Extrait présenté:
----------
La Maison Golden, dernier opus de l’écrivain Salman Rushdie raconte le glissement de l’Amérique de Batman à l’Amérique du Joker. Tragédie-saga familiale restituée par l’artiste-voleur en immersion, mais surtout roman sur l’identité, l’Inde, l’Amérique, la mondialisation. Sur Un Monde qui bascule vers le sectarisme. Sur un pays où le langage est devenu un champ de mines. Où « l’élite » et donc la connaissance, la vérité, est honnie. Où la présence des communautés transnationales rend vaine la cape d’invisibilité de ceux qui tentent de fuir. Où tous les mondes sont désormais irrémédiablement liés.
----------
Données sources:
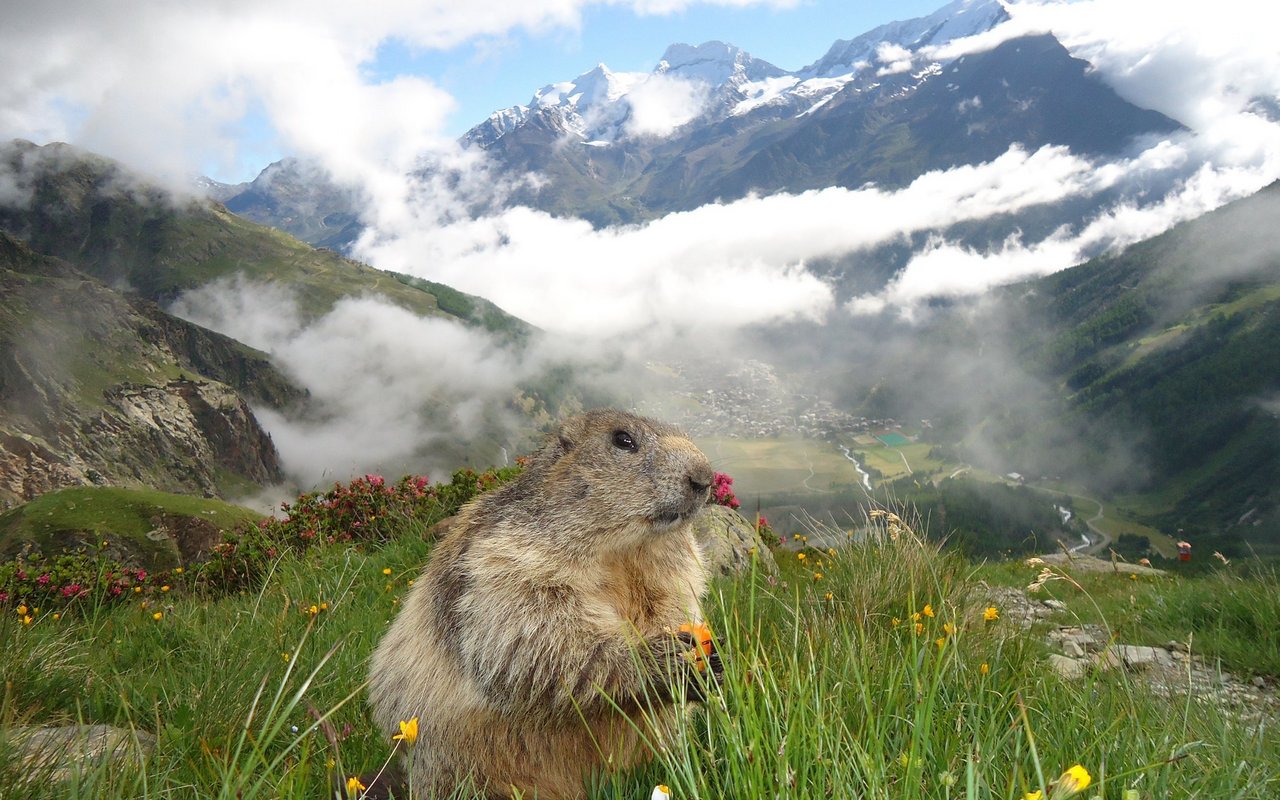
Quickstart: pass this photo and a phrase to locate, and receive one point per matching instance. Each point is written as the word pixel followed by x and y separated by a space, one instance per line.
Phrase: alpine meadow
----------
Objectif: Dans le texte sur La Maison Golden, restituez mot pour mot le passage qui va de « La Maison Golden, dernier » jusqu'à « désormais irrémédiablement liés. ».

Réponse rédigée:
La Maison Golden, dernier opus de l’écrivain Salman Rushdie raconte le glissement de l’Amérique de Batman à l’Amérique du Joker. Tragédie-saga familiale restituée par l’artiste-voleur en immersion, mais surtout roman sur l’identité, l’Inde, l’Amérique, la mondialisation. Sur Un Monde qui bascule vers le sectarisme. Sur un pays où le langage est devenu un champ de mines. Où « l’élite » et donc la connaissance, la vérité, est honnie. Où la présence des communautés transnationales rend vaine la cape d’invisibilité de ceux qui tentent de fuir. Où tous les mondes sont désormais irrémédiablement liés.